- [SOURCE MATERIAL]
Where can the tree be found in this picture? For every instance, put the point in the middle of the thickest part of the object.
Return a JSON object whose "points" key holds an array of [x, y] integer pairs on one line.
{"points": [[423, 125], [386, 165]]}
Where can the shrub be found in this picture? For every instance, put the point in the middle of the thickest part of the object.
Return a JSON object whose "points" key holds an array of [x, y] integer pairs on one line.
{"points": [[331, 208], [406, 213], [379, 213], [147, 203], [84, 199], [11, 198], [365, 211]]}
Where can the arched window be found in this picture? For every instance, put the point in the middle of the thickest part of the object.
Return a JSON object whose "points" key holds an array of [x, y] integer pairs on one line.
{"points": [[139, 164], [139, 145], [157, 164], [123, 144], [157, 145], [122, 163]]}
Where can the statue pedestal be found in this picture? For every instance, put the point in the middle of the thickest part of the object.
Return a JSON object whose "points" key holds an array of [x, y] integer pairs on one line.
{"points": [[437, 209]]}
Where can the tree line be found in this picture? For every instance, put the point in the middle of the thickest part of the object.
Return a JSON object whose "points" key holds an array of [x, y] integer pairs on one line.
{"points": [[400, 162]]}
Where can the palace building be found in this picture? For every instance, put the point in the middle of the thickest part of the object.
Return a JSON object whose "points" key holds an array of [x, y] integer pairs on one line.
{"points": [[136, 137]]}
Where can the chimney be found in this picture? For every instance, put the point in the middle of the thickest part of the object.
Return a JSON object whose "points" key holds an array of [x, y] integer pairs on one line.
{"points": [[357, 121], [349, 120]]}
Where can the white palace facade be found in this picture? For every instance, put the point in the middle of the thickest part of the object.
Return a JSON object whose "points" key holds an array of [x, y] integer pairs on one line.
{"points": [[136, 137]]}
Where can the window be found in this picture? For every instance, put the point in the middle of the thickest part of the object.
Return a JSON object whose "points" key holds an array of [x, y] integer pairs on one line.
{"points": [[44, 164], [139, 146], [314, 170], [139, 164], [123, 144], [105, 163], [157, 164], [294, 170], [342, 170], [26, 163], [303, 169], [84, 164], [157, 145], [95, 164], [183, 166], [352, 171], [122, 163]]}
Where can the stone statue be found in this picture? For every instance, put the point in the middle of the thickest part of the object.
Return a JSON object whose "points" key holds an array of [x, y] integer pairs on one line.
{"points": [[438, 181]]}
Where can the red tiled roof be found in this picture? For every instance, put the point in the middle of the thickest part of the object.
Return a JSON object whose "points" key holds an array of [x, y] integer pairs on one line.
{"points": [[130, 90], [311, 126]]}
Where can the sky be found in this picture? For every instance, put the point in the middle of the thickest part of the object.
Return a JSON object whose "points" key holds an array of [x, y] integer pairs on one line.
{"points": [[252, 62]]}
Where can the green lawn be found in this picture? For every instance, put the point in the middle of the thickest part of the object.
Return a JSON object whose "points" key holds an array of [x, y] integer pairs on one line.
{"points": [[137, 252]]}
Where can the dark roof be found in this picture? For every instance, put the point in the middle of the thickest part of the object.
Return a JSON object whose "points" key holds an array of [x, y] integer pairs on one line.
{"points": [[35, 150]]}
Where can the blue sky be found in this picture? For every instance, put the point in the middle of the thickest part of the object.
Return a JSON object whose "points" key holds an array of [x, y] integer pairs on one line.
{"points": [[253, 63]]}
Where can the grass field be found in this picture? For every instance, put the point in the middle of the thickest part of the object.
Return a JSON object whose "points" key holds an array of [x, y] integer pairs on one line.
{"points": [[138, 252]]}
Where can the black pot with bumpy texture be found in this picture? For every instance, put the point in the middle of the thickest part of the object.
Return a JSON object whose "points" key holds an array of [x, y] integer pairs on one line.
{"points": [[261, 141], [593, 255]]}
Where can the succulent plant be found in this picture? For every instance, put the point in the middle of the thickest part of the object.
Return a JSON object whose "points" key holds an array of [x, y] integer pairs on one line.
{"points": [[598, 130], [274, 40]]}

- [YOUR ASSIGNMENT]
Would you quote everything above from the line containing "Where can the shrub" down to the line containing "Where can the chimney"? Include both of those lines and nothing else.

- [RESULT]
Where can the shrub be found in this picture? For every instance, put the point in the middle of the thickest part of the object.
Return a JSON object whose "points" key holds an array of [x, y] integer pairs on one line.
{"points": [[331, 208], [406, 213], [379, 213], [147, 203], [84, 199], [11, 198], [365, 211]]}
Where can the arched window be found in this picture? For every instance, put the point in the middle of the thickest part of the object.
Return a JSON object whose "points" key holds an array of [x, y] integer pairs on one line.
{"points": [[139, 164], [139, 145], [157, 164], [123, 144], [157, 145], [122, 163]]}
Where can the statue pedestal be found in this picture? For every instance, put the point in the middle of the thickest part of the object.
Return a JSON object whose "points" key holds an array of [x, y] integer pairs on one line.
{"points": [[437, 209]]}
Where can the tree line be found in this picture? For every instance, put the point in the middle of the thickest part of the object.
Return a JSON object whose "points" key holds an array of [x, y] integer pairs on one line.
{"points": [[400, 162]]}
Where can the palace building be found in this picture? For every instance, put the point in the middle of the thickest part of the object.
Return a JSON object whose "points" key holds an array of [x, y] integer pairs on one line.
{"points": [[136, 137]]}
Where can the chimney be found in this picture? For every instance, put the point in the middle of the thickest part of the object.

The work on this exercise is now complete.